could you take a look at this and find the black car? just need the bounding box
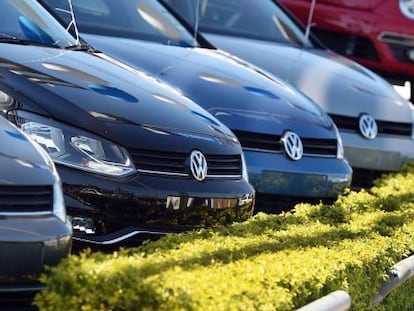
[0,0,255,248]
[0,114,72,308]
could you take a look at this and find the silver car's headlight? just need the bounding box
[400,0,414,20]
[15,111,136,177]
[28,134,67,223]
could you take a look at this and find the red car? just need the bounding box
[280,0,414,99]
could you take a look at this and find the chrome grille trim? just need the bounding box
[129,148,242,178]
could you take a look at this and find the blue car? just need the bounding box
[41,0,352,211]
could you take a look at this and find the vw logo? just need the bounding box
[359,114,378,139]
[282,131,303,161]
[190,150,208,181]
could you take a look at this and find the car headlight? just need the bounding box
[15,111,136,177]
[400,0,414,20]
[335,125,345,159]
[27,133,67,223]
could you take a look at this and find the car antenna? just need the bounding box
[305,0,317,40]
[193,0,200,46]
[55,0,80,46]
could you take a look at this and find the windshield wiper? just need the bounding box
[0,35,60,48]
[65,43,99,53]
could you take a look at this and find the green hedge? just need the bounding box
[34,163,414,310]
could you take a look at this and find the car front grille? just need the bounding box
[330,114,412,136]
[128,148,242,178]
[0,185,53,213]
[312,28,379,61]
[233,130,337,157]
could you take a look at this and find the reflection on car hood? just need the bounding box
[0,116,54,185]
[80,34,335,132]
[204,34,413,122]
[0,43,237,147]
[310,0,386,10]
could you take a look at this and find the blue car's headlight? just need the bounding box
[15,111,136,177]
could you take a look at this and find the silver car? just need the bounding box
[0,113,72,308]
[165,0,414,188]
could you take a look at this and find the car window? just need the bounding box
[0,0,76,47]
[164,0,311,47]
[44,0,197,47]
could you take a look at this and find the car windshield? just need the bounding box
[43,0,198,47]
[0,0,76,48]
[163,0,313,47]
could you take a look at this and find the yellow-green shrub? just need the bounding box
[34,163,414,310]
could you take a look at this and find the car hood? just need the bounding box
[204,33,413,123]
[80,34,335,135]
[0,117,54,185]
[308,0,386,10]
[0,43,238,149]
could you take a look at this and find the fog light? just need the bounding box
[407,49,414,62]
[71,217,96,234]
[239,193,254,206]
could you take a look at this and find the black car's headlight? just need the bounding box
[15,111,136,177]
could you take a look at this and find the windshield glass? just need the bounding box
[164,0,313,47]
[0,0,76,48]
[43,0,198,47]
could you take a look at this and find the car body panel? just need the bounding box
[0,44,237,145]
[203,33,410,122]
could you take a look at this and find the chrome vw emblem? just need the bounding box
[190,150,208,181]
[359,114,378,139]
[282,131,303,161]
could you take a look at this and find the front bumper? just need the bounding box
[58,166,255,246]
[340,131,414,171]
[244,149,352,198]
[0,216,72,280]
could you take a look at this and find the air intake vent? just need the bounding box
[0,185,53,213]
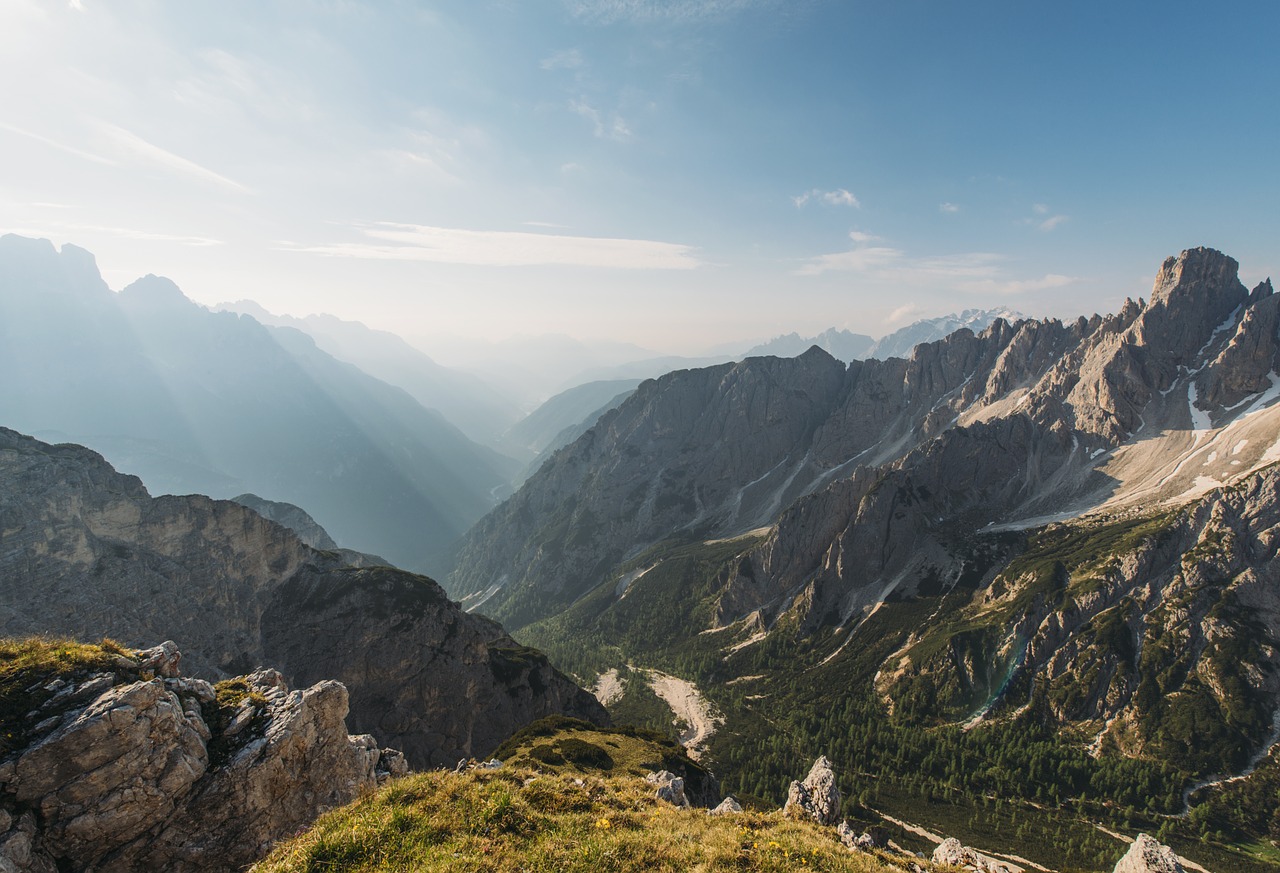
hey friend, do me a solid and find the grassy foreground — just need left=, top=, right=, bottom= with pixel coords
left=252, top=766, right=924, bottom=873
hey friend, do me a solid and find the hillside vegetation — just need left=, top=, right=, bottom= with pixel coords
left=253, top=765, right=915, bottom=873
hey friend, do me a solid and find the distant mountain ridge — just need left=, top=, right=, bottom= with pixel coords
left=743, top=309, right=1023, bottom=363
left=744, top=328, right=875, bottom=361
left=866, top=307, right=1024, bottom=359
left=216, top=300, right=522, bottom=447
left=0, top=234, right=516, bottom=574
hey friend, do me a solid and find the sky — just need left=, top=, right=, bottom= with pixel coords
left=2, top=0, right=1278, bottom=356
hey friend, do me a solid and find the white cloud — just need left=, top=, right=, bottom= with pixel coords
left=566, top=0, right=774, bottom=23
left=1038, top=214, right=1069, bottom=232
left=796, top=245, right=902, bottom=275
left=540, top=49, right=584, bottom=70
left=887, top=303, right=923, bottom=325
left=570, top=99, right=632, bottom=141
left=797, top=237, right=1076, bottom=296
left=286, top=222, right=702, bottom=270
left=9, top=220, right=221, bottom=246
left=793, top=188, right=860, bottom=208
left=939, top=202, right=959, bottom=213
left=1032, top=203, right=1049, bottom=215
left=847, top=230, right=879, bottom=243
left=97, top=123, right=253, bottom=193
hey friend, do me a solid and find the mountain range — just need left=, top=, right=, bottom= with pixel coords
left=0, top=234, right=518, bottom=575
left=448, top=247, right=1280, bottom=869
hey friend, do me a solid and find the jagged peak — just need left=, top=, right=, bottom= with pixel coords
left=1150, top=246, right=1240, bottom=304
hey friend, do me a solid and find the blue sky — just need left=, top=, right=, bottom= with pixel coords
left=2, top=0, right=1277, bottom=354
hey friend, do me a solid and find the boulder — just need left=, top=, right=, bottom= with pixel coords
left=783, top=756, right=841, bottom=825
left=709, top=796, right=743, bottom=815
left=1113, top=834, right=1185, bottom=873
left=931, top=837, right=1012, bottom=872
left=645, top=770, right=690, bottom=808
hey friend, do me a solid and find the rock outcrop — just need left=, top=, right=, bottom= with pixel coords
left=783, top=756, right=841, bottom=825
left=0, top=640, right=400, bottom=873
left=0, top=428, right=608, bottom=768
left=645, top=770, right=690, bottom=808
left=931, top=837, right=1012, bottom=872
left=1112, top=834, right=1185, bottom=873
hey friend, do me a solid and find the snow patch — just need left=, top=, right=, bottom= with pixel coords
left=1188, top=382, right=1212, bottom=440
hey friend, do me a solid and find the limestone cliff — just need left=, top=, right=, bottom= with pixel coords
left=0, top=429, right=607, bottom=768
left=0, top=639, right=405, bottom=873
left=452, top=249, right=1280, bottom=638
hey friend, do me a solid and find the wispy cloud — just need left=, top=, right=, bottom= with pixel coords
left=286, top=222, right=702, bottom=270
left=97, top=123, right=252, bottom=193
left=887, top=303, right=923, bottom=325
left=541, top=49, right=585, bottom=70
left=566, top=0, right=775, bottom=23
left=793, top=188, right=860, bottom=208
left=0, top=122, right=116, bottom=166
left=9, top=220, right=222, bottom=247
left=570, top=99, right=632, bottom=141
left=798, top=233, right=1076, bottom=295
left=939, top=202, right=960, bottom=213
left=1025, top=203, right=1068, bottom=231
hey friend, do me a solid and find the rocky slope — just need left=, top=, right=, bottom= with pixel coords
left=0, top=427, right=606, bottom=767
left=452, top=248, right=1279, bottom=867
left=0, top=234, right=517, bottom=575
left=0, top=638, right=405, bottom=873
left=451, top=249, right=1279, bottom=636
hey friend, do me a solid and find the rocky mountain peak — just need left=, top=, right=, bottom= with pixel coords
left=1149, top=246, right=1241, bottom=306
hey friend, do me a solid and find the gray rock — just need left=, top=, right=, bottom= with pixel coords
left=0, top=641, right=407, bottom=873
left=138, top=641, right=183, bottom=678
left=931, top=837, right=1011, bottom=872
left=709, top=796, right=743, bottom=815
left=783, top=756, right=841, bottom=825
left=1113, top=834, right=1185, bottom=873
left=646, top=770, right=690, bottom=808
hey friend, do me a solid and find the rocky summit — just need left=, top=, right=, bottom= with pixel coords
left=0, top=428, right=606, bottom=768
left=0, top=638, right=404, bottom=873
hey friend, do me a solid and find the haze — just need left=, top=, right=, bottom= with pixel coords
left=1, top=0, right=1278, bottom=355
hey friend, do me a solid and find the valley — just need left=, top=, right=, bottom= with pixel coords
left=453, top=248, right=1280, bottom=871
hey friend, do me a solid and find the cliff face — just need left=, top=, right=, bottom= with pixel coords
left=0, top=640, right=405, bottom=873
left=452, top=248, right=1279, bottom=640
left=0, top=429, right=606, bottom=768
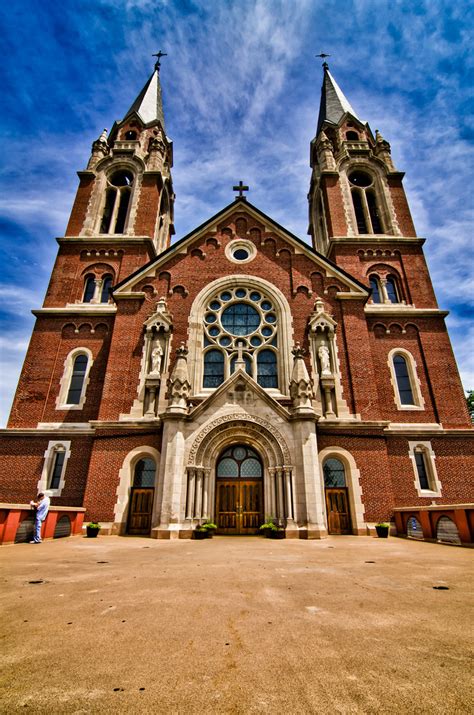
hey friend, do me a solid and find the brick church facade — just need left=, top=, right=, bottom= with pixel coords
left=1, top=60, right=473, bottom=540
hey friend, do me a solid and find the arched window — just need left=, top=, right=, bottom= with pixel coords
left=346, top=131, right=359, bottom=140
left=83, top=275, right=96, bottom=303
left=393, top=354, right=414, bottom=405
left=414, top=449, right=430, bottom=490
left=323, top=458, right=346, bottom=487
left=124, top=130, right=137, bottom=140
left=100, top=274, right=113, bottom=303
left=100, top=170, right=134, bottom=234
left=386, top=275, right=399, bottom=303
left=201, top=286, right=279, bottom=390
left=348, top=170, right=385, bottom=234
left=133, top=458, right=156, bottom=487
left=49, top=447, right=66, bottom=490
left=257, top=350, right=278, bottom=388
left=369, top=275, right=382, bottom=303
left=351, top=190, right=368, bottom=233
left=66, top=354, right=89, bottom=405
left=203, top=350, right=225, bottom=388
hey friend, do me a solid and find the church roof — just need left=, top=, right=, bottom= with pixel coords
left=122, top=66, right=166, bottom=128
left=316, top=64, right=360, bottom=134
left=113, top=198, right=369, bottom=297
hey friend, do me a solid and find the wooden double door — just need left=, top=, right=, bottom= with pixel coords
left=325, top=488, right=351, bottom=535
left=216, top=480, right=263, bottom=534
left=215, top=445, right=264, bottom=535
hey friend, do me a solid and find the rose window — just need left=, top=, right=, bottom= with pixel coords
left=203, top=287, right=278, bottom=389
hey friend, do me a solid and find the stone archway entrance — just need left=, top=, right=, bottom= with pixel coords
left=215, top=444, right=263, bottom=534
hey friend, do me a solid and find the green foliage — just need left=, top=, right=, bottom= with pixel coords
left=87, top=521, right=101, bottom=529
left=201, top=521, right=217, bottom=530
left=375, top=522, right=390, bottom=528
left=259, top=517, right=284, bottom=532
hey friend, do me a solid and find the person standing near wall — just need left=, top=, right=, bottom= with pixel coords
left=29, top=493, right=50, bottom=544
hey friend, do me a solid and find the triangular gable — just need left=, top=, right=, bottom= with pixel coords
left=113, top=199, right=369, bottom=297
left=187, top=367, right=291, bottom=422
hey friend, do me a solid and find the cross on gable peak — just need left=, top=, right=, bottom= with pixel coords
left=233, top=181, right=249, bottom=200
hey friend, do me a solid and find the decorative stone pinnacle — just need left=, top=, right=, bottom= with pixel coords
left=155, top=296, right=168, bottom=313
left=292, top=342, right=306, bottom=359
left=97, top=128, right=108, bottom=143
left=176, top=341, right=188, bottom=358
left=314, top=297, right=325, bottom=313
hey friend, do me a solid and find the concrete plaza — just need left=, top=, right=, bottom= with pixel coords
left=0, top=535, right=472, bottom=714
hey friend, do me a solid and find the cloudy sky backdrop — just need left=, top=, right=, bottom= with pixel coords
left=0, top=0, right=473, bottom=425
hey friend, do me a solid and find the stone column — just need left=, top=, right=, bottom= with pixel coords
left=152, top=417, right=187, bottom=539
left=291, top=419, right=327, bottom=538
left=202, top=469, right=210, bottom=520
left=145, top=386, right=157, bottom=417
left=275, top=467, right=284, bottom=521
left=185, top=467, right=195, bottom=520
left=284, top=467, right=294, bottom=522
left=194, top=468, right=203, bottom=520
left=267, top=467, right=276, bottom=518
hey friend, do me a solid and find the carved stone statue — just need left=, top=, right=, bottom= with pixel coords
left=318, top=344, right=331, bottom=375
left=150, top=343, right=163, bottom=375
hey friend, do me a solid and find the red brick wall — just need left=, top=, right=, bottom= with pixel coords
left=321, top=175, right=347, bottom=236
left=65, top=174, right=95, bottom=236
left=83, top=431, right=163, bottom=521
left=0, top=436, right=92, bottom=506
left=387, top=176, right=417, bottom=236
left=8, top=318, right=113, bottom=428
left=135, top=174, right=161, bottom=237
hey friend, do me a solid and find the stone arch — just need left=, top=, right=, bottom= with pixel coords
left=113, top=445, right=161, bottom=531
left=185, top=415, right=294, bottom=525
left=318, top=446, right=366, bottom=534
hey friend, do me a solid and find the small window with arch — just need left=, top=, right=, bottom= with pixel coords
left=66, top=354, right=89, bottom=405
left=100, top=274, right=113, bottom=303
left=100, top=169, right=135, bottom=234
left=348, top=170, right=384, bottom=234
left=369, top=274, right=382, bottom=304
left=346, top=131, right=359, bottom=140
left=83, top=274, right=96, bottom=303
left=385, top=275, right=400, bottom=304
left=48, top=446, right=66, bottom=490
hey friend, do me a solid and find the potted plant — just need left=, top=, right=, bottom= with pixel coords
left=259, top=519, right=286, bottom=539
left=193, top=525, right=208, bottom=540
left=86, top=521, right=101, bottom=538
left=201, top=521, right=217, bottom=538
left=375, top=522, right=390, bottom=538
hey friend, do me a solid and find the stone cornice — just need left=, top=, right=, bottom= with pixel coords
left=365, top=306, right=449, bottom=318
left=0, top=503, right=86, bottom=512
left=0, top=427, right=95, bottom=437
left=394, top=503, right=474, bottom=512
left=32, top=305, right=117, bottom=317
left=328, top=236, right=425, bottom=246
left=57, top=235, right=155, bottom=246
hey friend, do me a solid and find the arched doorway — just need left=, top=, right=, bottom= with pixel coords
left=127, top=458, right=156, bottom=535
left=215, top=445, right=263, bottom=535
left=323, top=457, right=351, bottom=534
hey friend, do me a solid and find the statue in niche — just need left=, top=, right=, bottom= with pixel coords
left=150, top=342, right=164, bottom=376
left=318, top=343, right=331, bottom=375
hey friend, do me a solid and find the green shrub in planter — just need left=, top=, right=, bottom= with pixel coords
left=259, top=519, right=285, bottom=539
left=375, top=522, right=390, bottom=538
left=193, top=526, right=208, bottom=540
left=201, top=521, right=217, bottom=537
left=86, top=522, right=101, bottom=538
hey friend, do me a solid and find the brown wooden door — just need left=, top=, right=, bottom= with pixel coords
left=325, top=488, right=351, bottom=535
left=216, top=480, right=263, bottom=534
left=128, top=488, right=154, bottom=535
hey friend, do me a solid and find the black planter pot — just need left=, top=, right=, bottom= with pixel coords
left=193, top=529, right=208, bottom=540
left=267, top=529, right=286, bottom=539
left=86, top=527, right=99, bottom=538
left=375, top=525, right=389, bottom=538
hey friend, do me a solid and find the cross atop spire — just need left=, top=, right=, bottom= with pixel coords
left=152, top=50, right=167, bottom=72
left=233, top=181, right=249, bottom=200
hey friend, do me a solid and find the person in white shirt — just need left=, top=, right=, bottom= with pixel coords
left=30, top=493, right=50, bottom=543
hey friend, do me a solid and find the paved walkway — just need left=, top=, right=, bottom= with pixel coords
left=0, top=535, right=472, bottom=714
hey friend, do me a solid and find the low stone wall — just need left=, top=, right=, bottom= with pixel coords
left=394, top=504, right=474, bottom=546
left=0, top=504, right=86, bottom=545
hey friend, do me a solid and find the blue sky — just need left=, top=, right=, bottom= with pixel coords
left=0, top=0, right=473, bottom=426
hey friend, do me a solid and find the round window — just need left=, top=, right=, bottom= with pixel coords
left=221, top=303, right=260, bottom=336
left=348, top=171, right=372, bottom=187
left=233, top=248, right=249, bottom=261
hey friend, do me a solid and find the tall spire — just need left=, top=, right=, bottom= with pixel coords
left=316, top=64, right=360, bottom=135
left=122, top=63, right=166, bottom=129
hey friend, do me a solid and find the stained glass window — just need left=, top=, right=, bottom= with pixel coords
left=323, top=458, right=346, bottom=487
left=66, top=355, right=88, bottom=404
left=134, top=458, right=156, bottom=487
left=221, top=303, right=261, bottom=336
left=393, top=355, right=414, bottom=405
left=203, top=350, right=225, bottom=387
left=217, top=446, right=262, bottom=479
left=257, top=350, right=278, bottom=388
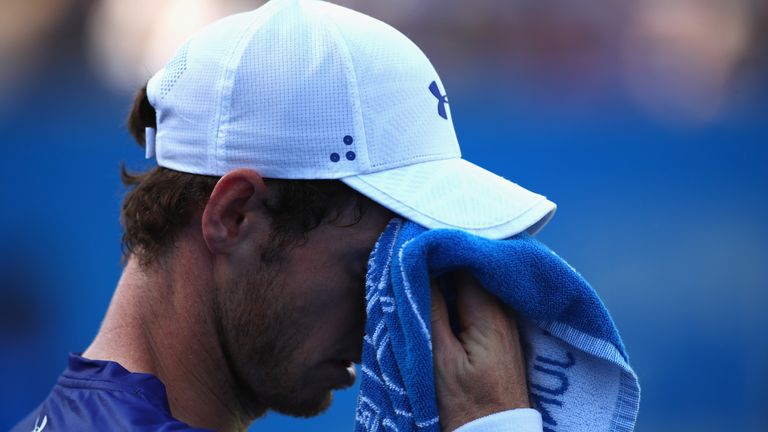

(WORK TO BE COMPLETED):
What must be output is the exact run of lines from the one holding "hey friend, do me a solid and find the tall" through the end of the entries above, both ends included, minus the pictures.

(YOUR RESPONSE):
hey friend, do me a solid and find the tall spire — just need left=, top=, right=, bottom= with pixel coords
left=316, top=64, right=360, bottom=135
left=122, top=63, right=166, bottom=129
hey friend, do me a solid and find the stained glass window — just need left=, top=, right=, bottom= with pixel coords
left=323, top=458, right=346, bottom=487
left=66, top=355, right=88, bottom=404
left=134, top=458, right=156, bottom=487
left=221, top=303, right=261, bottom=336
left=393, top=355, right=414, bottom=405
left=203, top=350, right=225, bottom=387
left=217, top=446, right=262, bottom=479
left=257, top=350, right=278, bottom=388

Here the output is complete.